## Problem description
In the post about the unwrapped cairn, reproduce the passage that opens with "The pointy impressions" and stops after "the cairn #2...".

Tuesday, May 3, 2011

Cairn #1 Unwrapped - Elements 3 & 4

Element 3 is the piece of the cairn that was played with most. Depending on the day, it could be found leaning against the bottom, sunbathing on the very top or hiding in the middle. A few times, it even seemed that #3 was attempting an escape since it was found in the flower bed by the steps...a mere 6 or 7 feet from where the cairn lived. How it got there is still a mystery, but I suspect that little hands - aka one or both of my daughters - had something to do with it.





The pointy impressions left in the cotton were a very pleasant surprise. I'm loath the wash this piece for fear of destroying them. Thanks to Fiona Dempster over at Paper Ponderings for telling me about her tree wrappings using rusted fabrics, this piece may just find a new life outside wrapped around something. Not quite sure what yet. Our mailbox maybe.



Element 4 created a beautiful rusted pattern on the cotton. The next time this piece is wrapped, I'd like to see what can be done to get the connections to show.  Or the holes for that matter. Maybe if this was the base of the cairn #2...

## Information provided
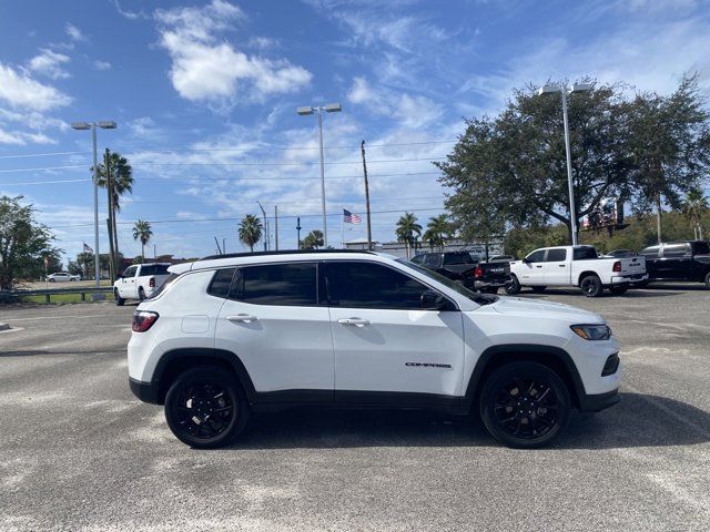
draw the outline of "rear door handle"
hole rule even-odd
[[[369,325],[369,320],[363,318],[343,318],[337,320],[341,325],[354,325],[355,327],[364,327]]]
[[[248,314],[237,314],[236,316],[227,316],[226,320],[227,321],[232,321],[233,324],[243,324],[243,323],[251,323],[251,321],[256,321],[258,318],[256,316],[251,316]]]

## Written reply
The pointy impressions left in the cotton were a very pleasant surprise. I'm loath the wash this piece for fear of destroying them. Thanks to Fiona Dempster over at Paper Ponderings for telling me about her tree wrappings using rusted fabrics, this piece may just find a new life outside wrapped around something. Not quite sure what yet. Our mailbox maybe.



Element 4 created a beautiful rusted pattern on the cotton. The next time this piece is wrapped, I'd like to see what can be done to get the connections to show.  Or the holes for that matter. Maybe if this was the base of the cairn #2...